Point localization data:
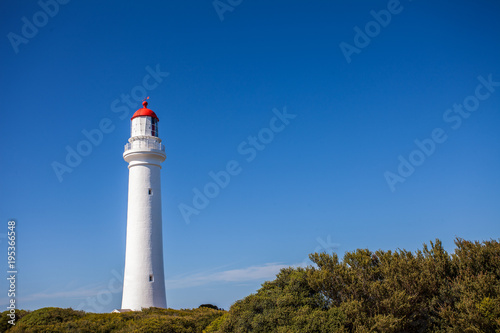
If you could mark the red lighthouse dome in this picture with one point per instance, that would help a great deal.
(145, 112)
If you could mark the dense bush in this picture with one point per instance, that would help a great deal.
(382, 291)
(148, 320)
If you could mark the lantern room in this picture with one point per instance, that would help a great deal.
(144, 122)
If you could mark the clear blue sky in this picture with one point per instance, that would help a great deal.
(319, 184)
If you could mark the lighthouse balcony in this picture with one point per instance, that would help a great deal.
(144, 145)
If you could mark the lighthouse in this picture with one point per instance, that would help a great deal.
(144, 282)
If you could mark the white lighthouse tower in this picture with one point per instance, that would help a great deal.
(144, 283)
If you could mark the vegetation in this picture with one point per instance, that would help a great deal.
(383, 291)
(148, 320)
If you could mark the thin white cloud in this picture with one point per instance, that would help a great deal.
(79, 293)
(252, 273)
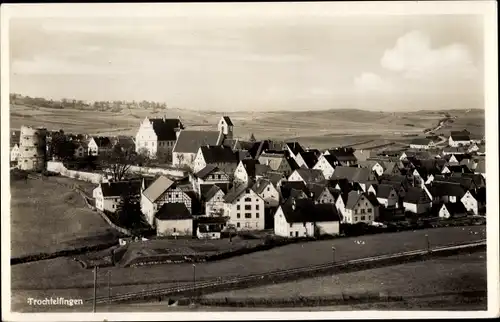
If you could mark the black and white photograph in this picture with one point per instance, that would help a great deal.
(194, 161)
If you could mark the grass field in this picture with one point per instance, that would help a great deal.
(64, 273)
(320, 129)
(47, 217)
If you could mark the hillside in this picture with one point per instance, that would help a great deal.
(312, 128)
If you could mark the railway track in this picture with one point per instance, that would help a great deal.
(277, 274)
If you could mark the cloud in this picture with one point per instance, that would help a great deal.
(370, 82)
(414, 58)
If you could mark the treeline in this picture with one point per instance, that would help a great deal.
(112, 106)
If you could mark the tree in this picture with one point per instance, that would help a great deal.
(129, 214)
(117, 162)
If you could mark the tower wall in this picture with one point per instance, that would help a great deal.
(32, 148)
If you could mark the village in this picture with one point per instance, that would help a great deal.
(210, 183)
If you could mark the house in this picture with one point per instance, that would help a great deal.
(385, 194)
(161, 191)
(374, 166)
(98, 145)
(80, 151)
(475, 201)
(307, 176)
(421, 143)
(320, 193)
(157, 136)
(345, 156)
(303, 218)
(455, 209)
(212, 195)
(268, 192)
(225, 126)
(244, 208)
(278, 162)
(326, 163)
(173, 219)
(307, 159)
(108, 195)
(220, 156)
(250, 169)
(459, 138)
(188, 144)
(416, 201)
(209, 227)
(293, 149)
(359, 208)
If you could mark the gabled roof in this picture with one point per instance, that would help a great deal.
(165, 128)
(190, 141)
(416, 195)
(352, 174)
(228, 121)
(116, 189)
(310, 158)
(157, 188)
(311, 175)
(304, 210)
(295, 147)
(173, 211)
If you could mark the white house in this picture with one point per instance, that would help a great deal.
(416, 200)
(245, 208)
(359, 208)
(188, 144)
(268, 192)
(173, 219)
(326, 164)
(157, 136)
(107, 195)
(161, 191)
(307, 176)
(220, 156)
(98, 145)
(474, 201)
(303, 218)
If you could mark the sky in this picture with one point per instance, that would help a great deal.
(293, 61)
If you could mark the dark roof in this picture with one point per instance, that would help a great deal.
(416, 195)
(173, 211)
(306, 211)
(311, 175)
(295, 147)
(165, 129)
(116, 189)
(309, 157)
(102, 141)
(218, 154)
(191, 141)
(228, 120)
(455, 208)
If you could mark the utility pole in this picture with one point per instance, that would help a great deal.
(95, 289)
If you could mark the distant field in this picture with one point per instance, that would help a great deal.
(464, 272)
(47, 217)
(62, 273)
(319, 129)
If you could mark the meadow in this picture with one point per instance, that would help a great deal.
(319, 129)
(48, 217)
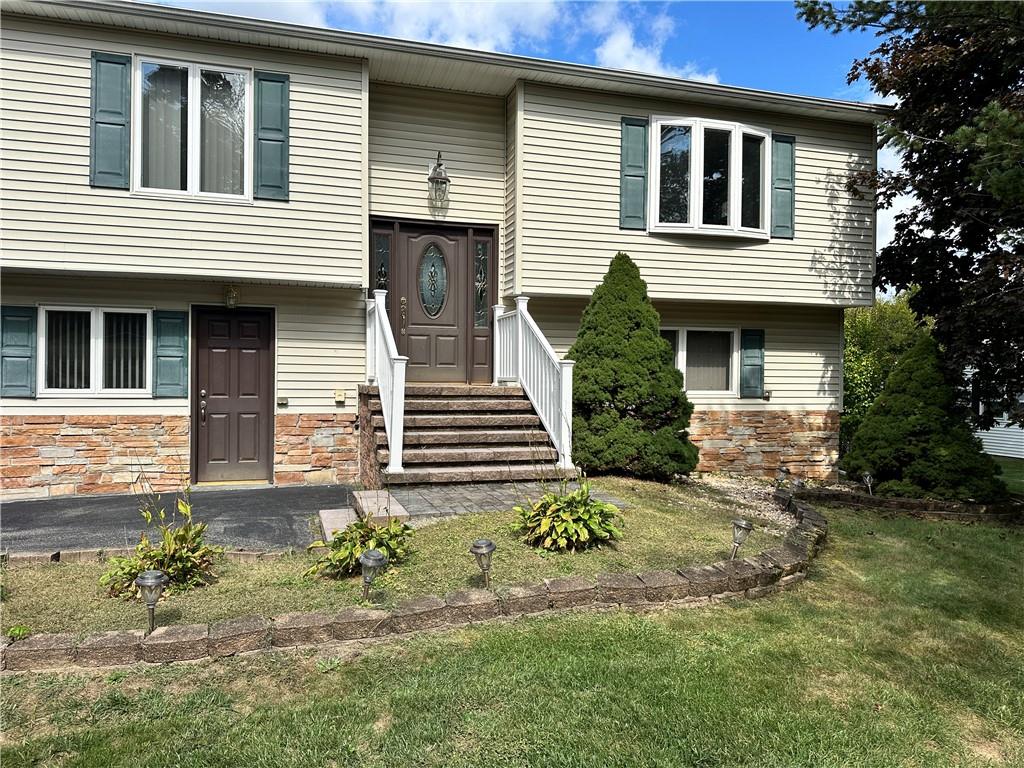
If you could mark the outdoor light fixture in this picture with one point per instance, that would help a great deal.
(151, 584)
(373, 562)
(438, 180)
(482, 549)
(740, 529)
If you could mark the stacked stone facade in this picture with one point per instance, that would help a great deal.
(759, 442)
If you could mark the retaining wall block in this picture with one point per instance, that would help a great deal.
(623, 589)
(40, 652)
(110, 648)
(472, 605)
(570, 592)
(662, 586)
(301, 629)
(239, 636)
(524, 598)
(421, 613)
(176, 643)
(356, 624)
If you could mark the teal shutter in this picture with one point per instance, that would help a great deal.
(633, 175)
(783, 174)
(111, 119)
(17, 351)
(170, 353)
(752, 364)
(271, 136)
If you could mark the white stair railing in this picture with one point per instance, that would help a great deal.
(386, 369)
(523, 356)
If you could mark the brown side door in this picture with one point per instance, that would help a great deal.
(232, 409)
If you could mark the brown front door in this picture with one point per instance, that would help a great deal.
(440, 293)
(232, 409)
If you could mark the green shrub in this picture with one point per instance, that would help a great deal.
(630, 412)
(342, 557)
(567, 521)
(913, 441)
(178, 549)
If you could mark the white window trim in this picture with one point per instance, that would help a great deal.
(95, 353)
(694, 215)
(195, 89)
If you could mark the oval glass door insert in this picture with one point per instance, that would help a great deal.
(433, 281)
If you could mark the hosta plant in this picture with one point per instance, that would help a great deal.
(342, 557)
(568, 520)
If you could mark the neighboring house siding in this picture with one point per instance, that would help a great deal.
(53, 219)
(803, 347)
(320, 335)
(569, 227)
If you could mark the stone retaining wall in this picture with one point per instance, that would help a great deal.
(755, 577)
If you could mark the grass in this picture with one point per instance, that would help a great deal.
(905, 647)
(664, 527)
(1013, 473)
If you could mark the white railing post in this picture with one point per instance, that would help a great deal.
(565, 414)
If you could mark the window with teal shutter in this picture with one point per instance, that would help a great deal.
(271, 135)
(17, 351)
(752, 363)
(633, 174)
(783, 174)
(170, 353)
(111, 118)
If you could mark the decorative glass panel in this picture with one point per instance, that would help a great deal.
(480, 262)
(222, 132)
(752, 182)
(68, 349)
(433, 281)
(165, 127)
(124, 350)
(674, 200)
(716, 176)
(382, 260)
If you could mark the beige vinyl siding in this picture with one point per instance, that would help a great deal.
(803, 346)
(320, 334)
(569, 221)
(409, 127)
(52, 219)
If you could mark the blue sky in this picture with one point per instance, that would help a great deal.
(755, 44)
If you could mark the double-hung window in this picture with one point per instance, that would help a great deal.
(709, 177)
(193, 134)
(94, 351)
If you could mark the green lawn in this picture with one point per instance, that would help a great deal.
(664, 527)
(905, 647)
(1013, 473)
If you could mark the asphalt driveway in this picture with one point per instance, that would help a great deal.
(264, 518)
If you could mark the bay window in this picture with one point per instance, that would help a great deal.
(193, 135)
(709, 177)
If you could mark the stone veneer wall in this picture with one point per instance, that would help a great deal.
(760, 441)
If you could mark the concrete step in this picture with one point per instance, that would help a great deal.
(478, 473)
(497, 455)
(469, 436)
(451, 421)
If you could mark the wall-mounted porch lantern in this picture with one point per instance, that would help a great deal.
(438, 180)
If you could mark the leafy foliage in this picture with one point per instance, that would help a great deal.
(567, 521)
(342, 557)
(954, 73)
(875, 339)
(178, 549)
(631, 414)
(915, 442)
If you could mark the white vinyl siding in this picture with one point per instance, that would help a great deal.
(568, 228)
(320, 338)
(53, 219)
(803, 347)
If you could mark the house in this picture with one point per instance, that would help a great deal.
(240, 251)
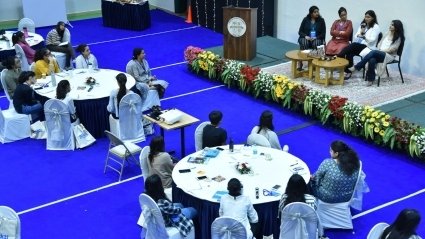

EXERCISE AIM -
Could you repeat the entries word for word, skipping the pictures they contain?

SOLVED EXERCISE -
If you could mark the red lighthouse dome in this picture with one point per instance, that would help a great deal.
(145, 112)
If you could mark the dense bush in this picture with one point per instance, that would help a great deal.
(382, 291)
(148, 320)
If you could mark the lantern room in this picture with one point per instance, that would help a great deal.
(144, 122)
If you could mark the clear blue sky in this picture with one point per instance, that would help a great deal.
(319, 184)
If you could mark the lighthouse balcony in this picture with one point per instance, that would help a great deal.
(144, 145)
If you could mark the lighthouse in this picture with one point per instance, that would help a great deal.
(144, 282)
If you could mark the white lighthouse tower in this picture with one point per instance, that would help a great deal.
(144, 283)
If you could mark the vegetation in this picture with one point per instance, that would help a great deal.
(383, 291)
(148, 320)
If you could mark the thin white cloud in this picture with one point per instance, that would help a great deal.
(79, 293)
(252, 273)
If you could mark the black and white photograph in this picture with one point per instance, that would help a great deal.
(194, 161)
If you could mark the grass field in this picture with one point per instance, that would help a great deal.
(64, 273)
(320, 129)
(47, 217)
If you could mark the hillside in this picture with one point per instance, that would help a great deal.
(312, 128)
If you could mark the railway track in this picture with one point per instance, that would help a great deal.
(277, 274)
If you could mark the cloud in this picture with one point per instance, that would help a great deal.
(370, 82)
(414, 58)
If you could mark the treeline in this picture with one point per instance, that would help a great deal.
(112, 106)
If you could mark the tree in this picture with one point per instance, that would help a great deal.
(129, 214)
(117, 162)
If you could mark the tower wall in this picture with one point per instance, that would help a great deal.
(32, 148)
If you could mark the village in this picture with one point per instance, that would help a great deal.
(210, 183)
If you could mark the house in this picture with one point per instance, that would help a great deal.
(385, 194)
(161, 191)
(374, 166)
(98, 145)
(80, 151)
(475, 201)
(307, 176)
(421, 143)
(320, 193)
(157, 136)
(345, 156)
(303, 218)
(455, 209)
(212, 195)
(268, 192)
(225, 126)
(244, 208)
(278, 162)
(326, 163)
(173, 219)
(307, 159)
(108, 195)
(220, 156)
(250, 169)
(459, 138)
(188, 144)
(416, 201)
(209, 227)
(293, 149)
(359, 208)
If you could mark the gabled roof in this picture with one point per instance, that would help a great deal.
(165, 128)
(190, 141)
(416, 195)
(352, 174)
(228, 121)
(116, 189)
(310, 158)
(157, 188)
(311, 175)
(304, 210)
(295, 147)
(173, 211)
If you could mark the white house in this picture with one point per instance, that would help a great deal.
(416, 200)
(245, 208)
(359, 208)
(188, 144)
(268, 192)
(173, 219)
(326, 164)
(157, 136)
(107, 195)
(161, 191)
(307, 176)
(220, 156)
(98, 145)
(474, 201)
(303, 218)
If you could mark the sky in this picture with one point per instance, that would help a great deal.
(293, 61)
If you could mark the dark roof in this picture with one point per instance, that would help a great deal.
(416, 195)
(173, 211)
(306, 211)
(311, 175)
(295, 147)
(165, 129)
(116, 189)
(309, 157)
(102, 141)
(218, 154)
(191, 141)
(228, 120)
(455, 208)
If you could mark the utility pole in this picture with one point per instance, that would help a great deal.
(95, 289)
If you could mark the distant field in this picture with one point per instance, that would help a great deal.
(464, 272)
(47, 217)
(62, 273)
(319, 129)
If you could mark the meadow in this picture with one point per instance, that would help a great deal.
(319, 129)
(48, 217)
If you could mark the outdoor light fixture in this picture with one point per instance, that would help a great deal.
(151, 584)
(373, 562)
(438, 180)
(482, 549)
(740, 529)
If you could mark the stacked stone facade in this picture with one point per instance, that would help a great deal.
(759, 442)
If you could mark the retaining wall block in this picture with one point per instance, that would help a great deal.
(623, 589)
(40, 652)
(110, 648)
(472, 605)
(570, 592)
(662, 586)
(301, 629)
(239, 636)
(524, 598)
(421, 613)
(176, 643)
(356, 624)
If you could mark the teal shutter in this picture with one point per instance, that would help a great deal.
(633, 175)
(783, 174)
(111, 119)
(17, 351)
(170, 353)
(752, 364)
(271, 136)
If you could mark the white stair railing in this picture with one point per instance, that would help a great deal.
(386, 369)
(523, 356)
If you could mark the brown side door in this picture with one point per instance, that would help a great deal.
(232, 409)
If you could mark the brown front door in this picture with one point per instance, that would help a great deal.
(440, 293)
(232, 409)
If you could mark the green shrub in this picture with one point per instance, that would help a great deal.
(630, 412)
(342, 557)
(567, 521)
(913, 441)
(178, 549)
If you could mark the white window trim in this picture with one point per instance, that would help a great deal.
(95, 353)
(694, 215)
(195, 89)
If you could mark the oval glass door insert in this picture with one point per instance, that would help a great deal.
(433, 281)
If you could mark the hosta plant in this picture with one point per instance, that would help a great deal.
(342, 557)
(568, 520)
If you could mark the neighboring house siding in this picture with one point per instance, that would help a great deal.
(53, 219)
(803, 347)
(320, 335)
(569, 227)
If you could mark the stone retaining wall in this picture with one point per instance, that would help a great deal.
(755, 577)
If you could mark the grass in this picture with one point per instance, that would help a great deal.
(905, 647)
(664, 527)
(1013, 473)
If you could mark the white railing post in this picture with one point per instance, that would help a great deal.
(565, 414)
If you could mark the window with teal shutter in this picture with one point per instance, that would help a great deal.
(271, 135)
(17, 351)
(752, 363)
(633, 174)
(783, 174)
(170, 353)
(111, 118)
If you could mark the decorative glass panel in this picture with one point per instance, that would help a great deal.
(480, 262)
(222, 132)
(752, 182)
(68, 349)
(433, 281)
(165, 127)
(124, 350)
(674, 200)
(716, 176)
(382, 260)
If you could mark the beige vinyl siding in this picture with one point per instance, that would help a great deal.
(803, 346)
(320, 334)
(569, 221)
(409, 127)
(52, 219)
If you could mark the blue sky in this picture with one point per instance, that would help a great deal.
(755, 44)
If you could mark the double-hung window in this picture with one point per instance, that would help a great deal.
(709, 177)
(193, 134)
(94, 351)
If you could mark the green lawn in this picture with one point per instance, that would help a great deal.
(664, 527)
(905, 647)
(1013, 473)
If you could mark the asphalt driveway in this picture with one point per instance, that would help a great deal.
(264, 518)
If you could mark the bay window in this picture with one point per instance, that would help a great deal.
(193, 135)
(709, 177)
If you could mark the stone veneer wall in this picture with one point per instance, that would help a great deal.
(760, 441)
If you could mark the concrete step in this picture with one point per instance, that would help a great deal.
(478, 473)
(497, 455)
(469, 436)
(451, 421)
If you could mark the wall-mounted porch lantern in this picture with one point per instance, that would help a great deal.
(438, 180)
If you could mark the leafy foliage in this picture with one point per instance, that would help a great deal.
(567, 521)
(342, 557)
(954, 73)
(875, 339)
(178, 549)
(631, 414)
(915, 442)
If you could mark the white vinyl siding in this picture with one point per instance, that would help a great deal.
(568, 228)
(320, 338)
(53, 219)
(803, 347)
If you could mark the house in this picture with one point per instance, that would help a great deal.
(240, 251)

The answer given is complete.